* Brief:
Report each line below that includes the string "blue".

* Supplied data:
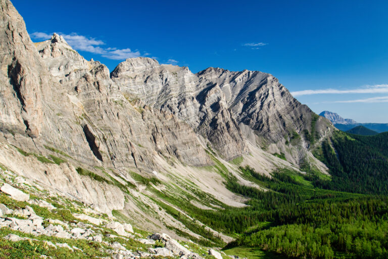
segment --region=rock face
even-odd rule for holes
[[[311,131],[314,113],[266,73],[211,67],[193,74],[136,58],[119,64],[111,77],[121,92],[186,121],[226,160],[246,153],[247,140],[276,144]]]
[[[337,113],[328,111],[323,111],[319,113],[319,116],[324,117],[333,124],[355,124],[357,122],[352,119],[344,119]]]
[[[146,58],[127,59],[110,73],[58,34],[32,42],[11,2],[0,0],[0,163],[100,212],[124,208],[134,171],[157,182],[182,172],[229,195],[210,171],[193,167],[213,165],[213,155],[226,163],[263,142],[297,165],[309,140],[285,147],[290,136],[314,131],[320,139],[330,131],[323,118],[313,131],[315,114],[269,74],[214,68],[193,74]]]
[[[4,184],[0,188],[0,191],[8,194],[13,199],[19,201],[27,201],[30,199],[30,195],[13,187],[8,184]]]

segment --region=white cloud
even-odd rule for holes
[[[252,43],[246,43],[243,45],[243,46],[247,47],[258,47],[258,46],[265,46],[268,45],[268,43],[263,42],[252,42]]]
[[[382,94],[388,93],[388,84],[365,85],[362,88],[340,90],[338,89],[318,89],[316,90],[303,90],[291,92],[294,97],[303,95],[318,94]]]
[[[336,101],[333,103],[388,103],[388,96],[379,96],[364,99],[349,100],[347,101]]]
[[[30,34],[31,37],[38,39],[48,39],[54,33],[49,34],[44,32],[34,32]],[[88,37],[77,33],[65,34],[60,33],[67,43],[74,49],[101,55],[104,58],[117,60],[125,60],[129,58],[140,57],[138,51],[134,52],[130,49],[118,49],[116,48],[103,48],[105,43],[94,38]],[[148,54],[147,53],[147,54]],[[149,55],[149,54],[148,54]]]

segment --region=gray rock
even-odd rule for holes
[[[5,236],[3,238],[6,240],[10,240],[12,242],[17,242],[23,239],[22,238],[20,237],[17,235],[15,235],[14,234],[9,234],[7,236]]]
[[[27,201],[30,199],[29,194],[13,187],[8,184],[4,183],[3,186],[0,188],[0,190],[10,195],[13,199],[19,201]]]
[[[0,203],[0,210],[3,212],[3,214],[12,214],[14,212],[13,209],[8,208],[7,206],[3,204],[3,203]]]
[[[111,244],[111,247],[114,249],[125,250],[125,247],[118,242],[114,242]]]
[[[165,247],[172,251],[175,255],[188,255],[190,253],[190,251],[187,248],[179,244],[175,239],[171,239],[166,242]]]
[[[150,238],[154,239],[154,240],[160,240],[162,242],[167,242],[171,239],[171,238],[170,237],[170,236],[167,234],[160,234],[159,233],[153,234],[150,237]]]
[[[70,246],[67,243],[57,243],[55,244],[58,247],[63,247],[65,248],[67,248],[69,250],[71,250],[71,251],[72,252],[74,251],[74,249],[70,247]]]
[[[146,239],[144,238],[139,238],[137,239],[137,241],[146,245],[154,245],[155,244],[155,240],[153,239]]]
[[[57,237],[59,237],[60,238],[71,238],[71,235],[69,234],[68,232],[62,231],[60,231],[56,233],[55,235],[55,236]]]
[[[156,248],[148,248],[148,252],[151,253],[153,253],[156,256],[173,256],[173,253],[172,251],[169,250],[166,247],[157,247]]]
[[[208,252],[210,255],[213,255],[216,259],[222,259],[222,255],[221,255],[221,253],[213,249],[209,249]]]

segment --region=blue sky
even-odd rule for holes
[[[193,72],[259,70],[317,113],[388,123],[388,1],[13,3],[33,40],[56,32],[111,70],[139,56]]]

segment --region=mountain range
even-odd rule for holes
[[[345,132],[357,126],[363,126],[378,133],[388,131],[388,123],[359,123],[352,119],[344,119],[337,113],[328,111],[321,112],[319,115],[331,121],[338,130]]]
[[[11,2],[0,4],[0,257],[225,259],[238,251],[216,250],[229,244],[321,258],[345,248],[297,245],[314,213],[324,223],[385,217],[384,201],[362,196],[387,192],[384,134],[338,131],[330,120],[355,122],[317,115],[260,71],[193,73],[143,57],[110,71],[58,34],[32,42]],[[370,152],[379,163],[361,159]],[[319,218],[324,200],[345,214]],[[353,200],[370,209],[350,212]],[[275,229],[294,224],[307,225]],[[257,237],[274,230],[289,245]],[[368,240],[383,256],[386,243],[372,240],[382,236]]]

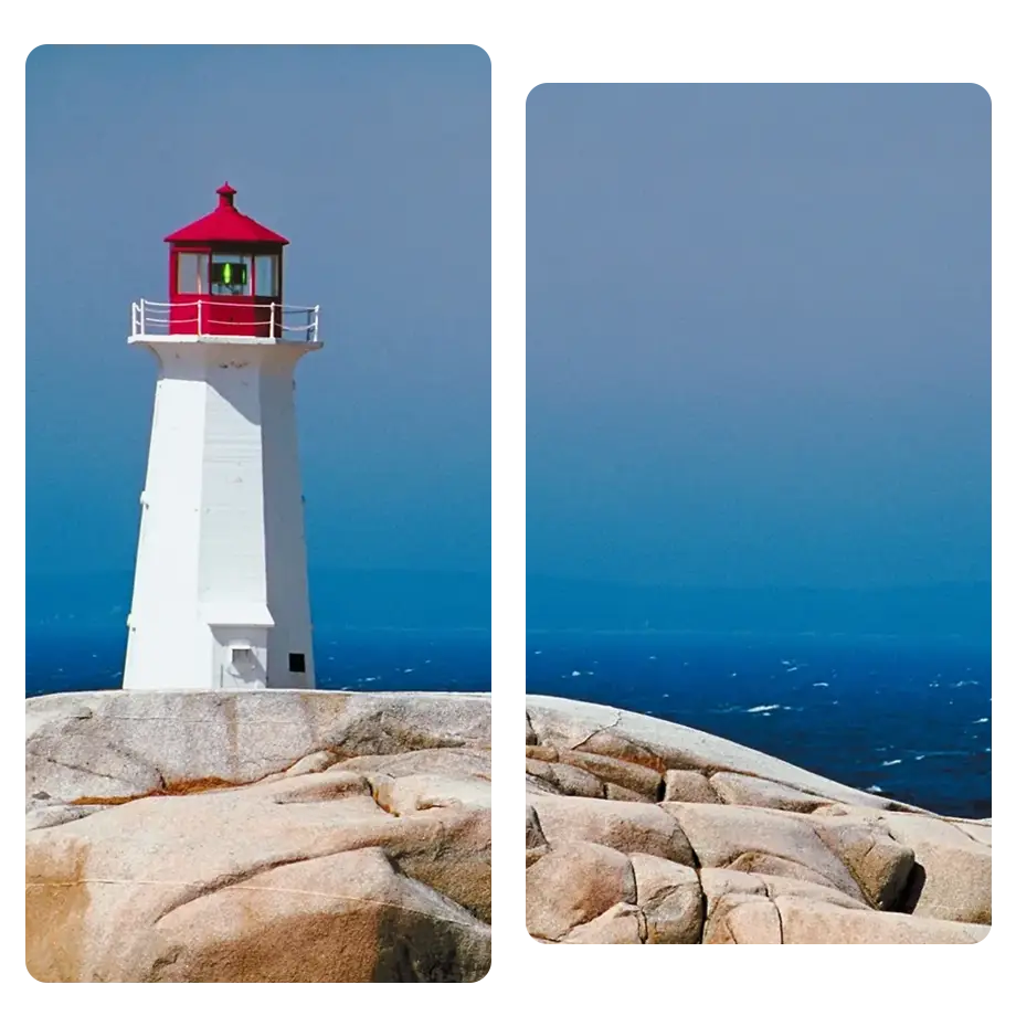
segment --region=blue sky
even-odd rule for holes
[[[735,49],[32,47],[25,571],[133,567],[128,308],[229,179],[322,306],[317,568],[988,580],[1012,50]]]

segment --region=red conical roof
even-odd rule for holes
[[[289,243],[285,236],[255,222],[250,215],[237,212],[233,207],[236,191],[229,183],[223,183],[215,191],[219,194],[219,208],[203,219],[170,233],[167,243]]]

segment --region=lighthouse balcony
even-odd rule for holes
[[[202,298],[130,305],[130,341],[296,342],[320,345],[319,307]]]

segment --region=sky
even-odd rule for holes
[[[989,581],[1012,47],[708,49],[31,47],[24,571],[133,568],[129,307],[227,179],[321,305],[313,568]]]

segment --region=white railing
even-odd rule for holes
[[[131,338],[167,335],[235,335],[239,321],[231,315],[241,310],[246,317],[257,307],[263,320],[251,325],[264,329],[265,338],[284,342],[317,342],[320,307],[294,307],[288,304],[227,304],[224,300],[198,299],[192,303],[159,304],[137,300],[130,305]]]

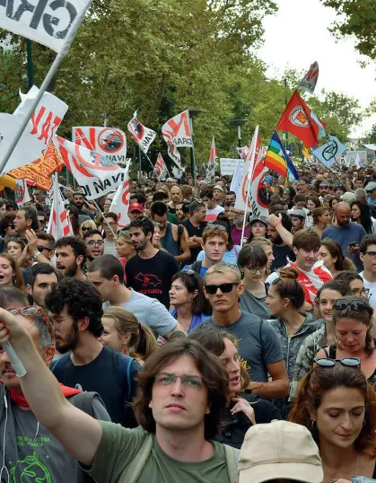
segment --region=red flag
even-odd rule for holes
[[[319,145],[319,137],[323,136],[324,124],[310,110],[295,91],[290,99],[284,112],[279,119],[277,129],[288,131],[296,136],[308,147]]]

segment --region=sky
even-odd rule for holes
[[[365,57],[355,50],[353,39],[336,43],[328,30],[337,19],[336,11],[323,6],[319,0],[275,2],[279,11],[264,19],[265,43],[258,52],[269,66],[267,75],[282,77],[285,68],[308,71],[317,60],[319,75],[315,94],[322,89],[341,92],[359,99],[362,107],[368,107],[376,98],[376,62],[362,68],[359,61]],[[373,124],[376,114],[364,119],[352,136],[362,137]]]

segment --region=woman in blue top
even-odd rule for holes
[[[204,295],[204,280],[193,270],[178,272],[172,277],[170,303],[171,312],[188,334],[208,319],[212,307]]]
[[[212,222],[213,224],[222,224],[226,229],[227,234],[229,236],[227,241],[227,249],[223,255],[223,259],[222,261],[225,261],[226,263],[232,263],[232,265],[236,265],[238,263],[238,255],[239,252],[241,250],[241,247],[239,245],[234,245],[233,241],[232,238],[232,226],[227,219],[227,216],[222,213],[218,215],[216,219]],[[197,255],[197,261],[202,261],[204,259],[205,252],[202,250],[198,255]]]

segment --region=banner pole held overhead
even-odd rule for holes
[[[74,22],[72,23],[72,29],[71,29],[71,31],[69,32],[68,36],[67,36],[67,39],[66,39],[66,44],[64,45],[64,47],[61,48],[61,50],[57,53],[57,57],[55,57],[55,60],[51,66],[51,67],[49,68],[39,90],[39,92],[38,94],[36,95],[35,99],[33,100],[33,101],[31,103],[31,106],[29,108],[29,110],[26,112],[25,114],[25,117],[24,119],[22,119],[22,123],[20,124],[15,135],[14,135],[14,137],[13,139],[12,140],[11,144],[9,145],[9,148],[7,149],[7,151],[5,152],[3,159],[0,161],[0,172],[3,171],[3,170],[4,169],[6,163],[8,162],[8,160],[10,159],[10,157],[12,156],[16,145],[17,145],[17,143],[18,141],[20,140],[21,136],[22,136],[23,134],[23,131],[25,130],[30,119],[31,119],[31,116],[34,112],[34,110],[36,110],[38,104],[39,103],[40,100],[42,99],[43,97],[43,94],[45,93],[45,92],[47,91],[48,85],[50,84],[50,83],[52,82],[53,80],[53,77],[57,72],[57,70],[58,69],[58,67],[60,66],[60,64],[63,62],[63,59],[64,57],[66,56],[68,50],[69,50],[69,48],[73,42],[73,40],[74,40],[74,37],[77,33],[77,31],[86,14],[86,12],[87,12],[87,9],[89,8],[90,6],[90,4],[91,4],[91,0],[88,1],[87,3],[87,5],[86,5],[86,8],[83,9],[83,11],[80,13],[80,14],[78,14]]]

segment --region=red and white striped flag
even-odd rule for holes
[[[157,180],[165,180],[167,176],[169,176],[169,171],[167,170],[166,163],[164,162],[164,159],[162,157],[161,153],[158,153],[158,158],[155,162],[152,178],[156,178]]]
[[[55,240],[58,240],[63,236],[73,235],[74,233],[69,221],[68,212],[64,206],[64,200],[58,189],[57,175],[56,173],[54,175],[53,189],[54,200],[51,207],[51,215],[49,215],[48,233],[51,234]]]
[[[130,162],[127,164],[124,173],[124,183],[120,184],[112,199],[109,211],[118,215],[118,227],[125,228],[130,224],[128,217],[129,209],[129,171]]]

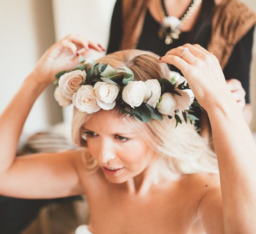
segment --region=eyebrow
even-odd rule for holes
[[[90,130],[90,129],[88,129],[87,128],[85,128],[83,127],[83,129],[85,131],[88,131],[89,132],[94,132],[94,131],[92,131],[92,130]],[[111,135],[123,135],[124,134],[134,134],[135,133],[134,132],[130,132],[130,133],[112,133],[112,134],[111,134]]]

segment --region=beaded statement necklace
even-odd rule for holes
[[[181,33],[182,26],[190,19],[202,1],[202,0],[193,0],[185,13],[178,19],[175,16],[169,16],[164,6],[164,0],[159,0],[163,23],[158,31],[158,35],[161,39],[165,39],[165,44],[171,44],[173,40],[179,39]]]

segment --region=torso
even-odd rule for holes
[[[78,171],[89,205],[89,228],[93,233],[204,233],[197,208],[211,187],[206,187],[210,178],[218,179],[217,174],[166,180],[142,196],[128,193],[124,183],[109,182],[100,168],[88,175],[81,164]]]

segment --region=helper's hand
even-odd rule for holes
[[[81,50],[82,48],[85,49]],[[91,49],[99,52],[105,51],[100,45],[83,36],[68,35],[45,52],[32,72],[34,75],[33,76],[40,84],[51,83],[55,80],[57,73],[64,70],[71,70],[79,64],[78,51],[84,50],[80,54],[84,58]]]
[[[231,91],[239,108],[243,111],[245,106],[245,91],[242,87],[241,82],[236,79],[230,79],[226,81],[228,87]]]
[[[189,51],[180,55],[184,48]],[[232,98],[217,59],[198,45],[186,44],[172,49],[159,59],[179,69],[200,105],[207,110],[212,105]]]

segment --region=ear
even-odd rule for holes
[[[223,0],[214,0],[214,3],[215,4],[215,5],[218,6],[220,5],[223,1]]]

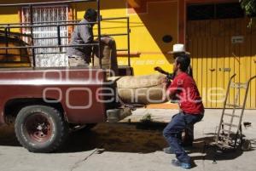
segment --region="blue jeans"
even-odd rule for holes
[[[203,117],[201,115],[191,115],[180,112],[175,115],[163,131],[164,137],[181,162],[190,163],[190,157],[181,146],[180,134],[187,127],[191,127]]]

* Solution:
segment --region=blue sky
segment --region=blue sky
segment --region=woman in blue top
segment --region="blue jeans"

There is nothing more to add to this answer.